**TO DO**
Extract all of the data and reproduce it precisely.

*** Block opens ***

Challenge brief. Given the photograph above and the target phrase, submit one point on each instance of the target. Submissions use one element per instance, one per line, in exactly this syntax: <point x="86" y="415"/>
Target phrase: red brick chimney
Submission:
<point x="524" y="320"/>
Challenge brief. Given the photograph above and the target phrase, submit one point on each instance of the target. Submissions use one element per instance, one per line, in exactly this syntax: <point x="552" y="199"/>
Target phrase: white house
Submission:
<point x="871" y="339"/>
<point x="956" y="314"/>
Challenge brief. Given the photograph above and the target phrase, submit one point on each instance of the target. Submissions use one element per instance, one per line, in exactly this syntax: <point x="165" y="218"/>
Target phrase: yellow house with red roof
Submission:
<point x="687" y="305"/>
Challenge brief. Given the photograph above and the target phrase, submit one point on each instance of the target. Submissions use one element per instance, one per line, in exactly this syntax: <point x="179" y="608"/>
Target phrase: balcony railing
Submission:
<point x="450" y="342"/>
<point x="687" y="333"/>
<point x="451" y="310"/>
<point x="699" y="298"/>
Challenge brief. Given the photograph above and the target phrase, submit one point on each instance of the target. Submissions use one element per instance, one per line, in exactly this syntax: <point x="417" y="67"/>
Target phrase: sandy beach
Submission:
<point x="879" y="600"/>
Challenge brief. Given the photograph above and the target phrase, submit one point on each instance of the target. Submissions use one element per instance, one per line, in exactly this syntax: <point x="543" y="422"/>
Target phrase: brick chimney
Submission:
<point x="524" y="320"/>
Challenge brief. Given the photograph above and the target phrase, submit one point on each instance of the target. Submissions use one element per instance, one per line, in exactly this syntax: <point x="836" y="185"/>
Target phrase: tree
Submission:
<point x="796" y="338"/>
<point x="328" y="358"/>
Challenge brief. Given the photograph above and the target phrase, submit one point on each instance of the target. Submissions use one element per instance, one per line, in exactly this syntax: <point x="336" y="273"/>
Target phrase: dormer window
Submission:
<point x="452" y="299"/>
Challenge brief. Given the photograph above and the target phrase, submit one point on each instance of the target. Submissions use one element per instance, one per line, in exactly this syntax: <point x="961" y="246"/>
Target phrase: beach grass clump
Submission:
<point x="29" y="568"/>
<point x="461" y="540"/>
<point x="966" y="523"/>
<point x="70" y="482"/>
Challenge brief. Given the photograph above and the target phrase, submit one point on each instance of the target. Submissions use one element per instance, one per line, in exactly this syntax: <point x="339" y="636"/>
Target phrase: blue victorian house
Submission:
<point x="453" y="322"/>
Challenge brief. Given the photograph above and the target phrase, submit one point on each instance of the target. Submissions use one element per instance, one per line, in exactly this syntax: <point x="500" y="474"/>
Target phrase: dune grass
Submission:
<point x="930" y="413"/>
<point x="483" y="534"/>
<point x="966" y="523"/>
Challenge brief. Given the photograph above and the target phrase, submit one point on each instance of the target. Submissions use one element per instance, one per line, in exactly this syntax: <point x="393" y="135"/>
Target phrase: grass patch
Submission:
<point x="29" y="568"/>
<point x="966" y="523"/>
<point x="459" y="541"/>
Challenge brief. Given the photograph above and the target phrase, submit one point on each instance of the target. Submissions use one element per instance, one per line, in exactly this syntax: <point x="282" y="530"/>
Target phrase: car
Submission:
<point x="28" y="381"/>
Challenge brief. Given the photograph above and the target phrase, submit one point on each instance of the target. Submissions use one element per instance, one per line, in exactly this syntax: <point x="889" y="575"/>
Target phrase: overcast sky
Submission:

*** Block closes ***

**RESULT OF THE TASK**
Challenge brief. Given the photograph above and the target phrase, submit one point on each instance of the target. Submissions use one element per instance, one per line, in exactly this syntax: <point x="86" y="415"/>
Target phrase: red brick chimney
Submission:
<point x="524" y="320"/>
Challenge brief. Given the photograph above and the target phrase, submit one point on each instance of the target. Submissions use one element per instance, one per line, in exactly this syntax: <point x="552" y="199"/>
Target phrase: white house
Submission:
<point x="871" y="339"/>
<point x="956" y="314"/>
Challenge brief. Given the photograph above and the target phrase, submit one point on each instance of the target. Submissions use one element per instance, one per line, in exactly this syntax: <point x="165" y="218"/>
Target phrase: yellow house with red roof
Submission:
<point x="687" y="305"/>
Challenge brief. Given the photograph above and the target phrase, submit one point on each instance of the target. Submissions use one element per instance, one per line, in exactly this syntax: <point x="179" y="608"/>
Target phrase: balcony railing
Submission:
<point x="450" y="342"/>
<point x="687" y="333"/>
<point x="451" y="310"/>
<point x="699" y="298"/>
Challenge brief. Given the photograph above and the target phrase, submit one point on each instance of the target. Submissions use one element per instance, one per line, in exactly this syntax: <point x="417" y="67"/>
Target phrase: sandy beach
Submission:
<point x="879" y="600"/>
Challenge brief. Given the photograph above and the target phrase, submit one point on each instance of the target. Submissions use one element per instance, one per line, in exactly this syntax: <point x="543" y="422"/>
Target phrase: brick chimney
Submission:
<point x="524" y="320"/>
Challenge brief. Given the photograph above and the target phrase, submit one point on each instance of the target. Submissions use one element per instance, one per line, in exactly this syntax: <point x="836" y="185"/>
Target phrase: tree
Submission:
<point x="796" y="338"/>
<point x="328" y="358"/>
Challenge brief. Given the photograph above and the target phrase, submit one point on each instance of the target. Submissions use one element per instance, one per line, in exactly this syntax: <point x="336" y="273"/>
Target phrase: dormer window
Submission:
<point x="452" y="299"/>
Challenge brief. Given the photograph above and the target phrase, submit one point on each instance of the target. Submissions use one element per instance, one per line, in exactly this syntax: <point x="961" y="246"/>
Target phrase: beach grass clump
Submission:
<point x="29" y="568"/>
<point x="461" y="540"/>
<point x="966" y="523"/>
<point x="70" y="482"/>
Challenge brief. Given the photograph above and the target phrase, submit one point on each instance of the target. Submissions use one element per instance, one per line, in exactly this syntax: <point x="339" y="636"/>
Target phrase: blue victorian house
Submission:
<point x="453" y="322"/>
Challenge brief. Given the photograph above and the target phrase, submit one point on each instance of the target. Submissions use one element per instance, one per line, in exactly this syntax: <point x="500" y="474"/>
Target phrase: dune grass
Submission:
<point x="930" y="413"/>
<point x="483" y="534"/>
<point x="966" y="523"/>
Challenge brief. Given the photograph above and the target phrase, submit one point on each instance of the target. Submissions use one element per instance, one per line, in exactly this syntax: <point x="393" y="135"/>
Target phrase: grass patch
Submission:
<point x="29" y="568"/>
<point x="966" y="523"/>
<point x="459" y="541"/>
Challenge brief. Given the photograph above and the target phrase, submit one point on each instance of the target. Submissions use one element per instance, one per line, in exactly this syntax: <point x="282" y="530"/>
Target phrase: car
Submission:
<point x="28" y="381"/>
Challenge brief. Given the photograph above and the target phrase, submit one point on each instance of the target. Submissions use one element per instance, one per line, in exactly this syntax: <point x="889" y="575"/>
Target phrase: overcast sky
Submission:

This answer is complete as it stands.